While reading the New York Times this weekend, I could not help but notice that at least five different articles dealt with creating a kind of cultural, philosophical, or religious permission-giving for taking time away from electronic connectivity in everyday life. Is this a noteworthy constellation? Just an editorial accident? My sense is that it speaks to a gathering crest in U.S. culture regarding the felt limits of constant electronic connection: the need to check email, to have a cell phone handy, to get the latest update from one's various online social groups. Electronic connectivity seems, for most people, to take on a life of its own and crawl into as many available nooks and crannies of daily existence as possible.
The articles in question include this Bob Herbert column about flesh over screen; this Gary Shteyngart column about unlearning connectivity; Laurie Winer's review of William Powers' Hamlet's Blackberry: A Practical Philosophy for Building a Good Life in the Digital Age; Ben Brantley's essay on the lack of ability and interest in cultivating reticent mystery in an age of Internet publicness and self-branding; and Judith Shulevitz's report on inventing new Sabbath practices that erect ritual firewalls against the seductions of the electronic habitus and that teach a different way to inhabit the week.
These writings reminded me that, like many others, I search constantly for a way to balance it all, and I find that I learn a lot when others tell me about their practices for situating electronic life in a wider existence. It helps me refine my own choices.
The Internet is now so important for life as a citizen, as well as for scholarly resources and personal relationships, it would seem now almost irresponsible to refuse being part of the electronic world if one has such a privilege. Yet it is no exaggeration to say that since I checked my first email in September 1988, the twenty-two years gone by have been an unending negotiation with the habits that electronic connectivity wants to install in my life, and my attempts to refuse or creatively use those habits.
Many of us in the relatively privileged classes find that we have to make decisions over and over about the shape of our days and weeks. I have quit the Internet once or twice, only to return a few months later; I have set all sorts of limits on my own email (and later web browsing, and still later blog-checking, and still still later blog-writing) time allotments; I have tried to err on the side of electronic disconnectivity regarding devices for as long as possible (no television for the last six years; no cell phone for many years, until I became a father and felt irresponsible without one; no IPod until a few weeks ago, when the benefits of having all my music in one place seemed too much to ignore). I have noticed the emergence of a distinct email culture in academic life, one that during the school year shifts ever closer to a 24/7 mode, in which messages are assumed to require immediate replies, and in which emails sent even one minute before classes or meetings are taken to be relevant material for the class or meeting. I don't wish not to live in these cultures; only to learn how to live in them.

_Tasks to perform_.
• 1. According to the essay on electronic connectivity, in what month and year did the writer check a first email?
• 2. Pick up the essay on electronic connectivity after its final sentence and continue writing it.
The items below are drawn from a separate source unrelated to the essay on electronic connectivity.

_Information given_.
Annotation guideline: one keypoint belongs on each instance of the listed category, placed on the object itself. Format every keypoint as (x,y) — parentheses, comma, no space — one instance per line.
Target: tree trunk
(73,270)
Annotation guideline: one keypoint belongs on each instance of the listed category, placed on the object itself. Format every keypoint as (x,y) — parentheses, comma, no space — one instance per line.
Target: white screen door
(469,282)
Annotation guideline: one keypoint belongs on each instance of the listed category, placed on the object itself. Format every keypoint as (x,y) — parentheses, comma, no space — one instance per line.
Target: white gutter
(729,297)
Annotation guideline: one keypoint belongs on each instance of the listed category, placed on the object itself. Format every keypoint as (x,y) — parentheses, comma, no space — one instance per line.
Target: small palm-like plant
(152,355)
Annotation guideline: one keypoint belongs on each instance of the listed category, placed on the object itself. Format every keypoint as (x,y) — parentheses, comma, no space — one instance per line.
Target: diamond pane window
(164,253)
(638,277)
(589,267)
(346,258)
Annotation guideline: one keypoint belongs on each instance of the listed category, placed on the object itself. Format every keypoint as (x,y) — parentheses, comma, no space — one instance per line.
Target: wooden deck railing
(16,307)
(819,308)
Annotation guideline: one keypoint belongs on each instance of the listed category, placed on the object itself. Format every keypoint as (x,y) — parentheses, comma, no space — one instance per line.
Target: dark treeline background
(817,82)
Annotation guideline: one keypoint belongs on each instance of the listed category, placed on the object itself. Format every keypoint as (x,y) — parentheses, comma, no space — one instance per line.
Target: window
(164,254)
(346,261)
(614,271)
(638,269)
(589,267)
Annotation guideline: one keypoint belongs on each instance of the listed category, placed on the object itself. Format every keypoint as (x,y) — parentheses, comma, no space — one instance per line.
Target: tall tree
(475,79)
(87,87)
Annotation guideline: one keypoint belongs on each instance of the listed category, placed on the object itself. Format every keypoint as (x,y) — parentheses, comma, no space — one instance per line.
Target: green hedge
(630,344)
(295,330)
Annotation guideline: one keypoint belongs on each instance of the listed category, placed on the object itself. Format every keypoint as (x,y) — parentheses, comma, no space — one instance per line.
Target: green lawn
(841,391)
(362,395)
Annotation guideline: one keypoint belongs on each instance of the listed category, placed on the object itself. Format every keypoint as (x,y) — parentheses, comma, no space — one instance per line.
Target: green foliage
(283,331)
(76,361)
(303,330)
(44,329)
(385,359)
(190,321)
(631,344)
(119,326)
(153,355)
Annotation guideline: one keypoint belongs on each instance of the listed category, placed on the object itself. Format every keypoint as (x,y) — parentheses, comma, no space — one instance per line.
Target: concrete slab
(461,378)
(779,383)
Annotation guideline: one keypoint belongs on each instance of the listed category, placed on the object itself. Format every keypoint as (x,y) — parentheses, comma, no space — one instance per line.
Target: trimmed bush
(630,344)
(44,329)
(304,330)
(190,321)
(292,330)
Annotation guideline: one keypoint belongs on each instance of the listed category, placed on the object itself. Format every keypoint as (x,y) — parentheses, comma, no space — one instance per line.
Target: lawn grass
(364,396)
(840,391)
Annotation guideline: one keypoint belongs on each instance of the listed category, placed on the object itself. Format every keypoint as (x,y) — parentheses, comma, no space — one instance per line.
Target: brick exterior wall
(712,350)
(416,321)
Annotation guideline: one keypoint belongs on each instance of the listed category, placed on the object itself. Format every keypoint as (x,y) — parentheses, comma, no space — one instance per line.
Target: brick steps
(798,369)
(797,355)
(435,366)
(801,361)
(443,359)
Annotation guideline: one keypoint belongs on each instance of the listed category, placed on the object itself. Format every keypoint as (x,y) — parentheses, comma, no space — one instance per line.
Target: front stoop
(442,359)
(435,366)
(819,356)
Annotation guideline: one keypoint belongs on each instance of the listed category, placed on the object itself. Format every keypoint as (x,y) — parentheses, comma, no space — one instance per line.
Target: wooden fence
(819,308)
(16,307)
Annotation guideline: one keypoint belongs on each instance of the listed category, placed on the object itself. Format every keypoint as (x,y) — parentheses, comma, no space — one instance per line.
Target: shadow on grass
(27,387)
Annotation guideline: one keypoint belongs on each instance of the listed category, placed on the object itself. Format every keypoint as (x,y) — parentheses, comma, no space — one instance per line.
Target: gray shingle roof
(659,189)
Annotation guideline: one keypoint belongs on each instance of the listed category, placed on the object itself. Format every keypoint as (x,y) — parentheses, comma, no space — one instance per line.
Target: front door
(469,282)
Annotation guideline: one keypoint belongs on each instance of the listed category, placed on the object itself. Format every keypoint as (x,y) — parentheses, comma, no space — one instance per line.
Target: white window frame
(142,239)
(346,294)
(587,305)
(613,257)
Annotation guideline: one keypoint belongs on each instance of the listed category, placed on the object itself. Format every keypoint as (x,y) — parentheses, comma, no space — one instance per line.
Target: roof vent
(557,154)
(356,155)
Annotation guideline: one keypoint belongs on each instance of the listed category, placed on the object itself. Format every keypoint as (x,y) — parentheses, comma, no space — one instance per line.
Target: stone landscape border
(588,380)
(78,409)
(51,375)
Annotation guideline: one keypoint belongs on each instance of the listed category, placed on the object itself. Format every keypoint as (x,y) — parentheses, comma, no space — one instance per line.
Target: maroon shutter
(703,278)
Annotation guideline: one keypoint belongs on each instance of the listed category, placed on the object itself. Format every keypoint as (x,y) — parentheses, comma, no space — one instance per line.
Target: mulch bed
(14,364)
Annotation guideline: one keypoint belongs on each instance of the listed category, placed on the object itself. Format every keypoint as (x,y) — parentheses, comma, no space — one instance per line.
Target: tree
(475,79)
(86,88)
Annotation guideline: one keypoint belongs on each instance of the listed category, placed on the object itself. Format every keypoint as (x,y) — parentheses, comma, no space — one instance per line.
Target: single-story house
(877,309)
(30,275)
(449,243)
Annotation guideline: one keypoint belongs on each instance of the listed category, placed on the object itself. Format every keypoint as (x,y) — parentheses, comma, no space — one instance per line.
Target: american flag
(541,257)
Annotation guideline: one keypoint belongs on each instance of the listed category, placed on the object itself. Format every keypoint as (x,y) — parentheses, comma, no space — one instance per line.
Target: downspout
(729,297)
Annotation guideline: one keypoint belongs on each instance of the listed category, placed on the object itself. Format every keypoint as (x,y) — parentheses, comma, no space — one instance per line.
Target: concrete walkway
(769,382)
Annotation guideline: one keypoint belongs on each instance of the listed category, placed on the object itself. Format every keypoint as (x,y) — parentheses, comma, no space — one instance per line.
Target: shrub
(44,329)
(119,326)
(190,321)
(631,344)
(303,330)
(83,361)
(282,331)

_Outputs for the tasks_.
• 1. September 1988.

• 2.
Here are a few things that I have found that work for me: decelerating email activity over holidays and summers; taking most of August entirely away from email; stating on my course syllabi that email replies may take up to three "business" days and more urgent communication should happen by phone; aiming to check email once or twice a day for no more than 60-90 minutes total. I try to remind myself of the reasons for and practices of "slow communication," without becoming a drag unnecessarily on others' schedules. But if there are three words that characterize how I feel about all this, they are: work in progress. I think the constellation of Times articles is on to something.
Tom Beaudoin
Hastings-on-Hudson, New York, United States
Cross-posted, using the Internet, to Rock and Theology
There is a fascinating story in today's NYTimes about the trillions of viruses that live within and make-up our physical bodies. All this new biological and physical discovery is going to force us to reframe our notions of what and who we are - and how we understand and live the Gospel as the Body of Christ. "Love one another, as you love yourself" will take on deeper significance.
All that being said, I think that the only way we will be able to wade through this territory without drowning in it is as contemplatives who treasure solitude, silence, and slowness.